<<<<

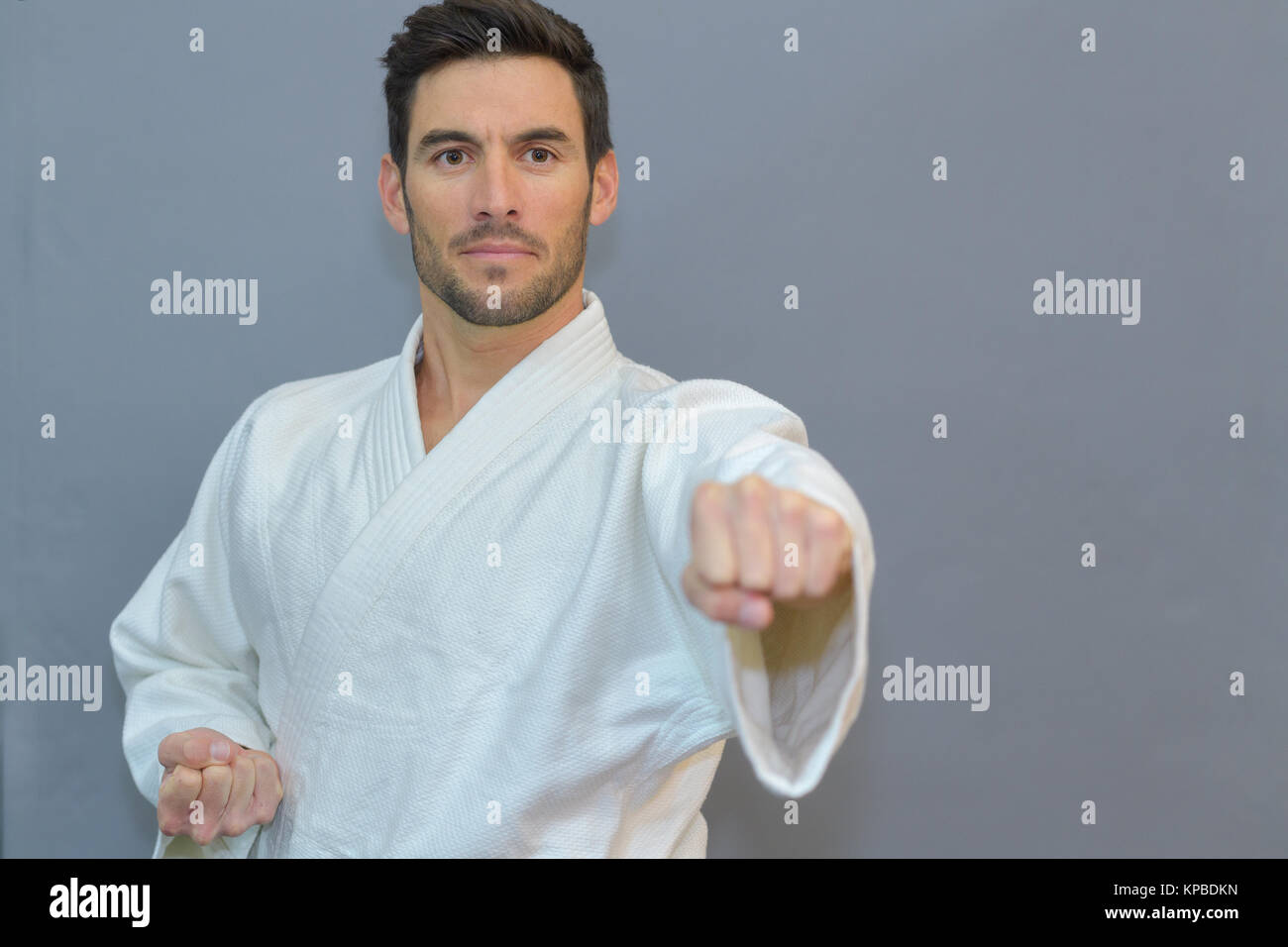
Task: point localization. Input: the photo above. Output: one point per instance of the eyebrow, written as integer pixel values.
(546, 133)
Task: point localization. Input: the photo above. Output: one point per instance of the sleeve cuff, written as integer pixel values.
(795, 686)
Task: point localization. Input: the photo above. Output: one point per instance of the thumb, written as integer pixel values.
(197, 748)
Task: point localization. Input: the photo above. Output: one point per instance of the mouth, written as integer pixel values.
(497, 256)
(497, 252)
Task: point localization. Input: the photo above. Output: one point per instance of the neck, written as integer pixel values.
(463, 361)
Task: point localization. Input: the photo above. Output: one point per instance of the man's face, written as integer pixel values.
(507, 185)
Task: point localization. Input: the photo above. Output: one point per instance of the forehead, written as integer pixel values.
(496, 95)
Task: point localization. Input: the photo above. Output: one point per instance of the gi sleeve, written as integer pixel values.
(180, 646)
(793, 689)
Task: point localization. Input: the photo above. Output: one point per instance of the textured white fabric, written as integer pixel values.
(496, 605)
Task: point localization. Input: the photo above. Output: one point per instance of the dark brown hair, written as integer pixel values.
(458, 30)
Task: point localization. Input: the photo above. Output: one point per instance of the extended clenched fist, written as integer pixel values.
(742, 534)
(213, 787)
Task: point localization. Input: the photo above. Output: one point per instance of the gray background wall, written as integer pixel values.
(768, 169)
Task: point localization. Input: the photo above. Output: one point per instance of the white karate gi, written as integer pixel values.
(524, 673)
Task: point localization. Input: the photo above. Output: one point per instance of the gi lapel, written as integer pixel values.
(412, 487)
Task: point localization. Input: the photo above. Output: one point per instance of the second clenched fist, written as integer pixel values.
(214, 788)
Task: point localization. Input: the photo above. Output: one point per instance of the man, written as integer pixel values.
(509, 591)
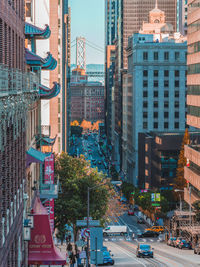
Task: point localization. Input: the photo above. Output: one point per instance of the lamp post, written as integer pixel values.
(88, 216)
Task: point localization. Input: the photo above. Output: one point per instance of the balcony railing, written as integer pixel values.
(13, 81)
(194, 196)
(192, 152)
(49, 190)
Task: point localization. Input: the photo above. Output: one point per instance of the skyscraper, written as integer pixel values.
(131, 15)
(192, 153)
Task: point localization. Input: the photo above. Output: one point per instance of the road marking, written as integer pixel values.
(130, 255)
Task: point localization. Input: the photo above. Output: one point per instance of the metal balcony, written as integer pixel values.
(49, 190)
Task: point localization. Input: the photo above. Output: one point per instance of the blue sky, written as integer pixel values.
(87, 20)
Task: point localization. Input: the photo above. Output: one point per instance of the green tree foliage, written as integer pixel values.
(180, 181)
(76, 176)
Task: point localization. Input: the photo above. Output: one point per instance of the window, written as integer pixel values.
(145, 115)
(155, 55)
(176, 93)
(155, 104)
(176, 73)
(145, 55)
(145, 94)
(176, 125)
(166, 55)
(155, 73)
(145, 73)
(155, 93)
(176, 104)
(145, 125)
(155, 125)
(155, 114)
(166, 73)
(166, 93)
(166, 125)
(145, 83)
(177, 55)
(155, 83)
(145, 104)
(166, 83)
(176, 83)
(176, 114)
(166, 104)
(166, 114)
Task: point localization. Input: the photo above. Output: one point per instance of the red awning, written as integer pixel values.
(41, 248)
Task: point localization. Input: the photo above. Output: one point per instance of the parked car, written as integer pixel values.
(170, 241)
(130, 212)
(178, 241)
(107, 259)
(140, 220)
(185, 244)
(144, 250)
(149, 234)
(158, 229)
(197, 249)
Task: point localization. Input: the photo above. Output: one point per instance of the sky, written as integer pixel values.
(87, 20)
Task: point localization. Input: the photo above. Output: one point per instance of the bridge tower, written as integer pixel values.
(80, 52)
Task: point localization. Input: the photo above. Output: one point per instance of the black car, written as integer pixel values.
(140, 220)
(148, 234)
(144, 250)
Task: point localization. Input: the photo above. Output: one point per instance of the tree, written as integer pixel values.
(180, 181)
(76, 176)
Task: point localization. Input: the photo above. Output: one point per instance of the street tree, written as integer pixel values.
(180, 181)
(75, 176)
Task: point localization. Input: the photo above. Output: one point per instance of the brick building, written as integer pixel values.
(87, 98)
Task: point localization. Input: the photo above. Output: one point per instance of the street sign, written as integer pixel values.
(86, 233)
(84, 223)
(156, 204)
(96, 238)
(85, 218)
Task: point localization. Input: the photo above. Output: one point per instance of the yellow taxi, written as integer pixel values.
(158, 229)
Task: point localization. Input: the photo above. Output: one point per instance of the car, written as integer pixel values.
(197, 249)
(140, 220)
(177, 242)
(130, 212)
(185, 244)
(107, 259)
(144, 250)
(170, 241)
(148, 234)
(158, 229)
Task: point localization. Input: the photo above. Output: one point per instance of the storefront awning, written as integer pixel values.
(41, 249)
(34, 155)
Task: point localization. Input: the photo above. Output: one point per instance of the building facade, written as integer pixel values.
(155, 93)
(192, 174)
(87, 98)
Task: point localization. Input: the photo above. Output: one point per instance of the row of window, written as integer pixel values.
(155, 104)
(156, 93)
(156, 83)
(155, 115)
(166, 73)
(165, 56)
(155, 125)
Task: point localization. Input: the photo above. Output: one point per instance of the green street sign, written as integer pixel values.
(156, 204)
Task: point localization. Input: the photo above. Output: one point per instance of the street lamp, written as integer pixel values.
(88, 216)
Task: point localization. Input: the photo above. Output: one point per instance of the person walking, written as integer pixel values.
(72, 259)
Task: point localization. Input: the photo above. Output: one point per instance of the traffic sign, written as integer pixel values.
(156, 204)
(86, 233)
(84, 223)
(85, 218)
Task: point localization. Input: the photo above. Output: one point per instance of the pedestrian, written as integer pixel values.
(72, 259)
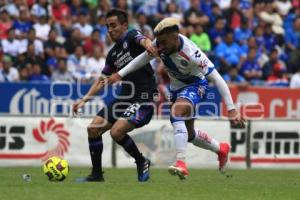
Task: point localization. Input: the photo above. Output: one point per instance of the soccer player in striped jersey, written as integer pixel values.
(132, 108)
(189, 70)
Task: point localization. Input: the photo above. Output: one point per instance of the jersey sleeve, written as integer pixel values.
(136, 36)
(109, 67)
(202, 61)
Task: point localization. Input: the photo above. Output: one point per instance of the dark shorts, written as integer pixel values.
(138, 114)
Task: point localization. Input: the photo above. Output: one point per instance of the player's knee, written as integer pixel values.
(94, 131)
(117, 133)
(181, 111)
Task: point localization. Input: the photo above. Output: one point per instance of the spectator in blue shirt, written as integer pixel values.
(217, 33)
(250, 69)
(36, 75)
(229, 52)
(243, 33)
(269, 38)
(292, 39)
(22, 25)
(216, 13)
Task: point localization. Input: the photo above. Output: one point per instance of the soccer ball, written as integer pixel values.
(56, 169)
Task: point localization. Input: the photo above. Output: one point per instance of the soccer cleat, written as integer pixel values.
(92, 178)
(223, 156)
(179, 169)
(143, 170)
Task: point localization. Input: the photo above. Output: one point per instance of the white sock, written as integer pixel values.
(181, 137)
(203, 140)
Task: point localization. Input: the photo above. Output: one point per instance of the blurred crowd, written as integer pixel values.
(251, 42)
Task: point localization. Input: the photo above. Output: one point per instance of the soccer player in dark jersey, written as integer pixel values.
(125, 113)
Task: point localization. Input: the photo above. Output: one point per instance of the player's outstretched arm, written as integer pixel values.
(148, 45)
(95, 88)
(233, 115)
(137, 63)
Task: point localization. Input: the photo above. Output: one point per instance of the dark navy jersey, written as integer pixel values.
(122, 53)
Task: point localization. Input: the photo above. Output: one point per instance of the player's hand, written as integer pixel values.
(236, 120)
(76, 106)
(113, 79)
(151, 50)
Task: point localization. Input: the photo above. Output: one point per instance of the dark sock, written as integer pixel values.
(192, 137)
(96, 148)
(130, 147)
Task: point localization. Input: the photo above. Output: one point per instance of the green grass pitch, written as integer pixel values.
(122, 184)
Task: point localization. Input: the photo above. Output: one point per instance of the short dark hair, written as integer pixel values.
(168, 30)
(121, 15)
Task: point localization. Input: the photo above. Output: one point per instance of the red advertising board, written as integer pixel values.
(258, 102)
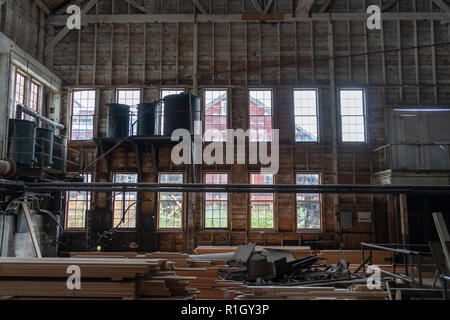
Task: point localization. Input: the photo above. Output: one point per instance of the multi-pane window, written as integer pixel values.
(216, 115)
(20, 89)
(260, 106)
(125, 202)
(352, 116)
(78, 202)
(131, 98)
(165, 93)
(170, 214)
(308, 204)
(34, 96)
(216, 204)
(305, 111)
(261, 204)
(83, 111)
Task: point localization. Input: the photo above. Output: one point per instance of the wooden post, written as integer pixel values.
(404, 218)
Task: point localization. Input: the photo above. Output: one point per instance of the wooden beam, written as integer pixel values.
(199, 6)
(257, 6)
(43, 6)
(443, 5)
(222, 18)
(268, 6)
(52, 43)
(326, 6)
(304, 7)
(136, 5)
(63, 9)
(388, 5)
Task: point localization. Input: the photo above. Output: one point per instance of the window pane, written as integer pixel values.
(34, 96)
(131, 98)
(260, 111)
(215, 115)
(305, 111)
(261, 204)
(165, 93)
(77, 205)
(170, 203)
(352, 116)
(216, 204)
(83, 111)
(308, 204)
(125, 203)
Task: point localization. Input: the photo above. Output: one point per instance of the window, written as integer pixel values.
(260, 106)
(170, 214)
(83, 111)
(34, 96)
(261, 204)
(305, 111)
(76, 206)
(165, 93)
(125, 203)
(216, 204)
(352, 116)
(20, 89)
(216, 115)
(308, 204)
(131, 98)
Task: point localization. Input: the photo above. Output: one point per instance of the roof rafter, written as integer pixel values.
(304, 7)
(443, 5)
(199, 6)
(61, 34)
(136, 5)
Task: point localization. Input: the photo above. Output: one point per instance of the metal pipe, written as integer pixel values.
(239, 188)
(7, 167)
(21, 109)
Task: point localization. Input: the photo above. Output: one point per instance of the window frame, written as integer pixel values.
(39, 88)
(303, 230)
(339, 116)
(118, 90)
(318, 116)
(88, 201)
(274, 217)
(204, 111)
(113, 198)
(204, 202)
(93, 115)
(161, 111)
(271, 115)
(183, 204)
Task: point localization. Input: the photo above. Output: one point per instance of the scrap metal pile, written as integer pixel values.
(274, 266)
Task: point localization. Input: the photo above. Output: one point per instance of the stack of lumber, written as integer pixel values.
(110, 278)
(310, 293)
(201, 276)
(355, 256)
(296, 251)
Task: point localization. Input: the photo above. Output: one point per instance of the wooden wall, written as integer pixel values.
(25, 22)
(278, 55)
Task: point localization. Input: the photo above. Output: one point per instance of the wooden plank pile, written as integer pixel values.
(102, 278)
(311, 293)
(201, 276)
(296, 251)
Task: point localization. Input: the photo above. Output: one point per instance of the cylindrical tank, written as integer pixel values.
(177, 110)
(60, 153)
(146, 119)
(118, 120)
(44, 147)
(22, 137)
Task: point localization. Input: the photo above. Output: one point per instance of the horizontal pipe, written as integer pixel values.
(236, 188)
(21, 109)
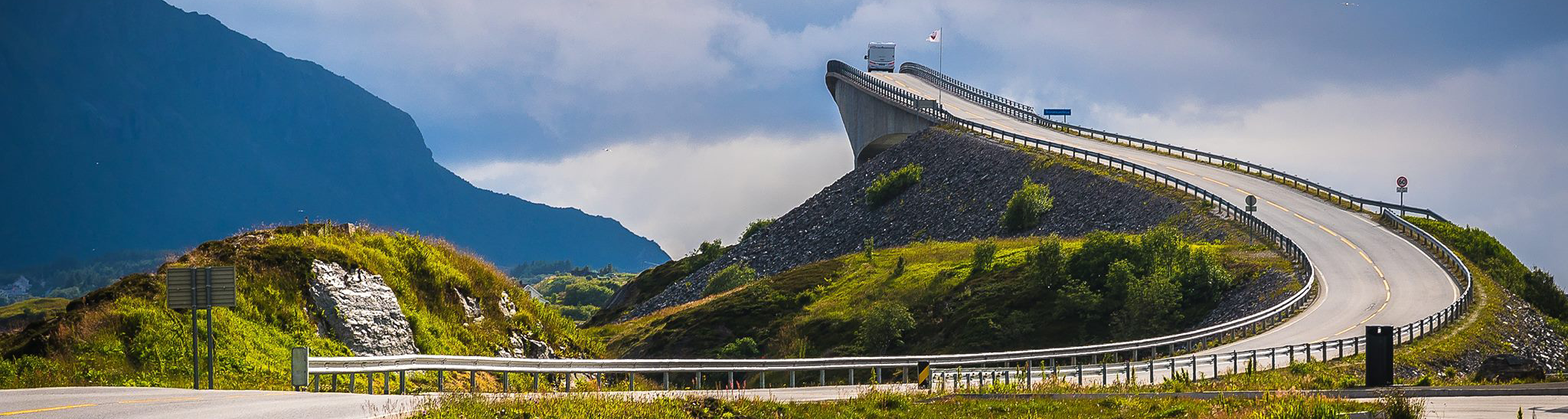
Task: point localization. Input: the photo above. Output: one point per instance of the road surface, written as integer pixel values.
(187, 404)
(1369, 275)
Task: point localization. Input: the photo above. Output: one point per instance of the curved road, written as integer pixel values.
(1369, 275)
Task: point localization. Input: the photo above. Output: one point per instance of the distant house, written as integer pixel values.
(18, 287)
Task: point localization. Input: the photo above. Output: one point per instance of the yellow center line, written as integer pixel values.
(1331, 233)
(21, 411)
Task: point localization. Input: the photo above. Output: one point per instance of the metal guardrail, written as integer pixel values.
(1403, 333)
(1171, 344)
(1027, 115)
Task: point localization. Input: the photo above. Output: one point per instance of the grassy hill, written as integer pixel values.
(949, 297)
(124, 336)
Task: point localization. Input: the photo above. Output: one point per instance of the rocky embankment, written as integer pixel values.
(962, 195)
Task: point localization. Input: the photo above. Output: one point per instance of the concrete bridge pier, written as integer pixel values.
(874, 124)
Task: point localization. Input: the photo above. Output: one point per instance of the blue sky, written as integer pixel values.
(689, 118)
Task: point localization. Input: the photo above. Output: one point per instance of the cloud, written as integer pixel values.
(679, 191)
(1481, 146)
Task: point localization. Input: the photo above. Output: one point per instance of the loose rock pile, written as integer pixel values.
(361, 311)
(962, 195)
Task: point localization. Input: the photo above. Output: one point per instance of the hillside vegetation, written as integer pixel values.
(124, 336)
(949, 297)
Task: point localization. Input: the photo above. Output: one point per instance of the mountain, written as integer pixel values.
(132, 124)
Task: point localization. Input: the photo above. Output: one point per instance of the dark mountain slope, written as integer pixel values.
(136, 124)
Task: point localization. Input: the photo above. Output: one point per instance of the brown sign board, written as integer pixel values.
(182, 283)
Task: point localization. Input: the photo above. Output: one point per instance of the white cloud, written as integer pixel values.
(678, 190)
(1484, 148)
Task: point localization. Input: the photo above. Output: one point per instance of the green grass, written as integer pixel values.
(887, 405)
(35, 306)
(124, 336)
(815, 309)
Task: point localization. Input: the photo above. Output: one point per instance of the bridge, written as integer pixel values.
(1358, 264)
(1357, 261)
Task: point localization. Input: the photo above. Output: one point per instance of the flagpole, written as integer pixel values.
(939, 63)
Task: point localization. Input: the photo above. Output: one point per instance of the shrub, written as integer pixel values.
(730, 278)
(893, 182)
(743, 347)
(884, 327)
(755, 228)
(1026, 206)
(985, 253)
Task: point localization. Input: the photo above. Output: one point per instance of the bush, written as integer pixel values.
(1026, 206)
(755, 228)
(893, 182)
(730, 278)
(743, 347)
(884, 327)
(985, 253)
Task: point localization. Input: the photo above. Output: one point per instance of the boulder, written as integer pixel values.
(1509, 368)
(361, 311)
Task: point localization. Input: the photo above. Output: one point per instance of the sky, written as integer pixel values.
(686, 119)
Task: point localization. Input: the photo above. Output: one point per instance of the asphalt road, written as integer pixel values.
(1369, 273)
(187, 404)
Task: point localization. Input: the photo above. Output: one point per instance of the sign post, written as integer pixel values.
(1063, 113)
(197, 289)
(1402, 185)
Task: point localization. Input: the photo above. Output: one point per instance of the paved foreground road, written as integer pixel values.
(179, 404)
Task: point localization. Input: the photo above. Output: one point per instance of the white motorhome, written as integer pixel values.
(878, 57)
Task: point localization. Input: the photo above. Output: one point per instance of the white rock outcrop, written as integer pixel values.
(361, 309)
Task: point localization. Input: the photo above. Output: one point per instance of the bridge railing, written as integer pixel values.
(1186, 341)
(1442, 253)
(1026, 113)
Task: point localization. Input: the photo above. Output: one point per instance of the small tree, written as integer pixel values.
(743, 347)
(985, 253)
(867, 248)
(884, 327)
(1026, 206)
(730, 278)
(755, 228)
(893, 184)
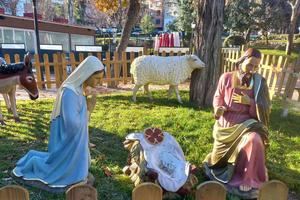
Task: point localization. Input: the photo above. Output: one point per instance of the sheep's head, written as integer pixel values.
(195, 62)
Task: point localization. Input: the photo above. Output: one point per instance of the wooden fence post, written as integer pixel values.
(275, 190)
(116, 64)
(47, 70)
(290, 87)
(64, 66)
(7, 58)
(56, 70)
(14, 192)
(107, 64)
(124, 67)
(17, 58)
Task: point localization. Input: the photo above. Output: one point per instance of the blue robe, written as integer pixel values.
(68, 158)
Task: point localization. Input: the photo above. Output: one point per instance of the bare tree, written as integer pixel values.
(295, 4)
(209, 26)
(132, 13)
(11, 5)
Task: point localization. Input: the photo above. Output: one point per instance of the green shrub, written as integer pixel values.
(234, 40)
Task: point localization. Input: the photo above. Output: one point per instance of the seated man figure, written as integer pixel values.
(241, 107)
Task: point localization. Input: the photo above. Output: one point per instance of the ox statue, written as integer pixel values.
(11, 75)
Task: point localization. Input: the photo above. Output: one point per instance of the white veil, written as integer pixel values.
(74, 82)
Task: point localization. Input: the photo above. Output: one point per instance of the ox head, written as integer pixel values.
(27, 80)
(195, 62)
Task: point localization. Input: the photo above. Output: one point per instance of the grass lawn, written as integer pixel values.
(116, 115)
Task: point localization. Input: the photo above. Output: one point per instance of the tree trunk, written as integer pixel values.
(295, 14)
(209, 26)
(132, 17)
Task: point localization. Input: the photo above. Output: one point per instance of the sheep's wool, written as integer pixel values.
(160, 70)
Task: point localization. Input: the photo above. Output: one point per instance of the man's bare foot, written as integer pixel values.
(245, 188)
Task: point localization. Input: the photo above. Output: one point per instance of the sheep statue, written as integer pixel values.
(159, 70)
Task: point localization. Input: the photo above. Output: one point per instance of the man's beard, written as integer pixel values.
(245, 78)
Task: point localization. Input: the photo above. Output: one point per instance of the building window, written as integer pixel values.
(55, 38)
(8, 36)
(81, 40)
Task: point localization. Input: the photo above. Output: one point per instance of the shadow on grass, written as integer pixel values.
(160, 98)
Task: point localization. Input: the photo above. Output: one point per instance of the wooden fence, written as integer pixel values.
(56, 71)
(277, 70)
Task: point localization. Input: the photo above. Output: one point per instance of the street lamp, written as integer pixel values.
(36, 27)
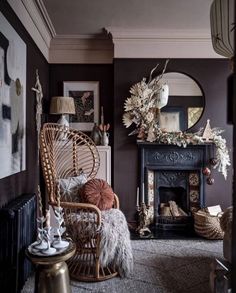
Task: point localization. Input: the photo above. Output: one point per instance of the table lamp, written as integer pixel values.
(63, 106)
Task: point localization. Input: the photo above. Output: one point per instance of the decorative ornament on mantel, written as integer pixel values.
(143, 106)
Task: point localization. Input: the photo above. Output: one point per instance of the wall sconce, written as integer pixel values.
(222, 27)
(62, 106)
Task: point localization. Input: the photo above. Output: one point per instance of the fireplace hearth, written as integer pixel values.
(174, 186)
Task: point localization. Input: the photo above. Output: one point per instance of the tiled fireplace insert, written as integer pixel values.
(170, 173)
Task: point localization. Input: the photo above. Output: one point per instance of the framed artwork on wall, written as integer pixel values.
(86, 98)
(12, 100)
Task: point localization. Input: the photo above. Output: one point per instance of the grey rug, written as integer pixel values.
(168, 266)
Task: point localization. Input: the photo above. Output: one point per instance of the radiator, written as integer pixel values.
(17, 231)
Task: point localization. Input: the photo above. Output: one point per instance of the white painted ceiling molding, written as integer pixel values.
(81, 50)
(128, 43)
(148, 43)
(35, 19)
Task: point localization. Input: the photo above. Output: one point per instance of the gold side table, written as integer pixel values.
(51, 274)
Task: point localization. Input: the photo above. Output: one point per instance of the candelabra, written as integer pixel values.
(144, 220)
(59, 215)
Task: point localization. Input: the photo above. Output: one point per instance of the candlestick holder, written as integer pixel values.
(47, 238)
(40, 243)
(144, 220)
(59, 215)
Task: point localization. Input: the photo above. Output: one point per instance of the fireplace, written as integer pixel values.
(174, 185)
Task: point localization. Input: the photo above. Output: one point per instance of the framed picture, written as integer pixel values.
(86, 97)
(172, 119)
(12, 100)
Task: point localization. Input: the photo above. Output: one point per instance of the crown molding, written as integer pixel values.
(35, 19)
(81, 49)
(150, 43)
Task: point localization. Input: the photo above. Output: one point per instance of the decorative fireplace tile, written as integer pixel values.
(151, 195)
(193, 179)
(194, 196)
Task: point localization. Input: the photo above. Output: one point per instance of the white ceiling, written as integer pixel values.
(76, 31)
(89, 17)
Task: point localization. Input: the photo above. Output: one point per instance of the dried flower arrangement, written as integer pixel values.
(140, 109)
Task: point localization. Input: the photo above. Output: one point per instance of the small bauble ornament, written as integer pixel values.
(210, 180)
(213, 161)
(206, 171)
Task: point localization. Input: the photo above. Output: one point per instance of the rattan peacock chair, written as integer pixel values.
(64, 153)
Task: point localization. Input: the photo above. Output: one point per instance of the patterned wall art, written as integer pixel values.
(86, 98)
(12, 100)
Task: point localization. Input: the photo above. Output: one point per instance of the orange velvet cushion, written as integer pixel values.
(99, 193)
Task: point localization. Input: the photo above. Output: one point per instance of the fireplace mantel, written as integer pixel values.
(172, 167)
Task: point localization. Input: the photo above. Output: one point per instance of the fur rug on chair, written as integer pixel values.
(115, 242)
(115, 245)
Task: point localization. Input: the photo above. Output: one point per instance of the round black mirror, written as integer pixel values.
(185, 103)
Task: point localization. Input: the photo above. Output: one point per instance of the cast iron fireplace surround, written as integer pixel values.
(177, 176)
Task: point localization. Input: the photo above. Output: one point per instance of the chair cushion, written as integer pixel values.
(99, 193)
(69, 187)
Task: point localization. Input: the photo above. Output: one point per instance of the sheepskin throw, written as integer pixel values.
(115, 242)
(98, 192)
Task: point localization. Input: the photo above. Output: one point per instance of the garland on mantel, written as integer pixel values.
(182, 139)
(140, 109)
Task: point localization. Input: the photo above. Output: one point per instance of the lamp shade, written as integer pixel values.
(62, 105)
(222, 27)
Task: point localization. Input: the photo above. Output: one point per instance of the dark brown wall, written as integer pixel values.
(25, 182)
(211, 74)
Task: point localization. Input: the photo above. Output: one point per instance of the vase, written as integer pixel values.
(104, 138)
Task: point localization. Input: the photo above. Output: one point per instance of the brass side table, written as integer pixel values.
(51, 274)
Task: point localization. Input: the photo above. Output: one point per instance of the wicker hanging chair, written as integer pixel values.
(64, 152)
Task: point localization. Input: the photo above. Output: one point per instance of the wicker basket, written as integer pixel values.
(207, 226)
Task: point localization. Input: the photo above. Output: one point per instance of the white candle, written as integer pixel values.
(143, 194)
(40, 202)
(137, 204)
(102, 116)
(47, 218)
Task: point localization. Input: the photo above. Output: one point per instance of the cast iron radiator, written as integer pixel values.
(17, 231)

>>>>

Task requirements: In the listing above, find the line with "mirror, written as integer pixel values." and set down that line and all after it exactly, through the final line.

Written solution:
Task: point localization. Input: the photo above. Output: one point per instance of the round black mirror, written as integer pixel values.
(185, 103)
Task: point localization. Input: the photo above. Output: one point per instance of the cast iron fireplace surround, written as integer pixel values.
(177, 176)
Task: point localization. Input: the photo above. Output: one point per instance of the chair cushion, written as integer pixel values.
(99, 193)
(69, 187)
Task: point localization. Input: the photo above. Output: one point per instance of the sheepskin throw, written as integer pixel values.
(115, 242)
(98, 192)
Task: point localization. Input: the photo above. Output: one point per instance of the garland on mantel, written as integer pixel values.
(182, 139)
(140, 109)
Task: point localization. Input: the photo above. Output: one point per instance of the lamp shade, written as integer pixel values.
(62, 105)
(222, 27)
Task: point localization. Input: the photo above. Output: one point per instance of the dark brown wall, written as integer pixel values.
(25, 182)
(211, 74)
Task: point localization. Input: the photo above. Output: one point per instance of the vase, written as integer pixel values.
(104, 138)
Task: point localization. Input: the photo above. Output: one point per instance of the brass side table, written as integer pixel values.
(51, 274)
Task: point localization. Input: the photo above. Output: one point per instance of the wicker hanging chair, written as integer pixel values.
(64, 152)
Task: point localization. Input: the photo above. Output: one point per instance of the wicker basket, written as integer pixel values.
(207, 226)
Task: point localization. Input: the photo above. Output: one point per instance of the white candle, written as integer pixel values.
(143, 194)
(40, 202)
(137, 204)
(102, 116)
(47, 218)
Task: point localization. Input: the photo above. Output: one point per instance of the cast iron radiator, written as integer pixel values.
(17, 231)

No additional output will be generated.